__Requirement__:
Go through the data below and work out how many lines contain "every"; the answer is the number alone.

[[ Data records, beginning ]]

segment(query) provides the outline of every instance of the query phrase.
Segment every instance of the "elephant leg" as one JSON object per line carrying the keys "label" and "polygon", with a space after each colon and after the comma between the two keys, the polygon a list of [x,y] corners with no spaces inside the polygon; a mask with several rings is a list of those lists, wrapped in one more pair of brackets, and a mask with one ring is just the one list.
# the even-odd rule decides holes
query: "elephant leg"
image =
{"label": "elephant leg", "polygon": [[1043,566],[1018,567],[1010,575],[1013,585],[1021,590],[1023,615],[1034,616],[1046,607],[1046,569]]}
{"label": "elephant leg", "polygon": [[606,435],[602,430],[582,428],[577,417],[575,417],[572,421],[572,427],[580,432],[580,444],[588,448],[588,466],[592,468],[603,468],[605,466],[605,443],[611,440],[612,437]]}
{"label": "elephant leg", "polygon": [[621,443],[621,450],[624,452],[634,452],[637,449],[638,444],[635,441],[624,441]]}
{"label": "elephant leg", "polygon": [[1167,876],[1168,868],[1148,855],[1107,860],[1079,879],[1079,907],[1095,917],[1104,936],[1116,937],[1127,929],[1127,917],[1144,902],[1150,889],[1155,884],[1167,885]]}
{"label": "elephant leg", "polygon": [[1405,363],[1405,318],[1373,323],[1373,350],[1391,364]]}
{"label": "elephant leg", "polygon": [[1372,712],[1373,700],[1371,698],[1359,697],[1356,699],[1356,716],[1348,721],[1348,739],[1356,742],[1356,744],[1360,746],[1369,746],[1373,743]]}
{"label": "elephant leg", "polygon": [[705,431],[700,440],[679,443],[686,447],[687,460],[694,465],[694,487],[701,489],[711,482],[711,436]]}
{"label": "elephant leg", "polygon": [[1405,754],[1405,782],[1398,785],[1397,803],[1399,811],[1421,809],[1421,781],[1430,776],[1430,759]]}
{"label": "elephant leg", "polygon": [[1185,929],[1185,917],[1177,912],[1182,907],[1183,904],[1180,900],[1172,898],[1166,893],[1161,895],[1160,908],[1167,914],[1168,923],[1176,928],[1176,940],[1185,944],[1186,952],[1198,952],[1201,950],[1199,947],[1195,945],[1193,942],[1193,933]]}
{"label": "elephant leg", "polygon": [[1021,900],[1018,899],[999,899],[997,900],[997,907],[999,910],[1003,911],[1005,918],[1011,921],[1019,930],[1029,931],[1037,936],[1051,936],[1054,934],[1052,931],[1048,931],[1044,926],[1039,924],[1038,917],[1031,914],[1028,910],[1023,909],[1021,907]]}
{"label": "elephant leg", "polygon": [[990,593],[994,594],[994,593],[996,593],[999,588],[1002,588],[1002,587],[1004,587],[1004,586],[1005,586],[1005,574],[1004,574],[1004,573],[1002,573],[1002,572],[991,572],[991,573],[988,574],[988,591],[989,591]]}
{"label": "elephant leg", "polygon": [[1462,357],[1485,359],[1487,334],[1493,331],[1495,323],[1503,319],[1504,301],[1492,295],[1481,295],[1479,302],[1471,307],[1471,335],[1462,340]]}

[[ Data records, end ]]

__Answer to the problem__:
2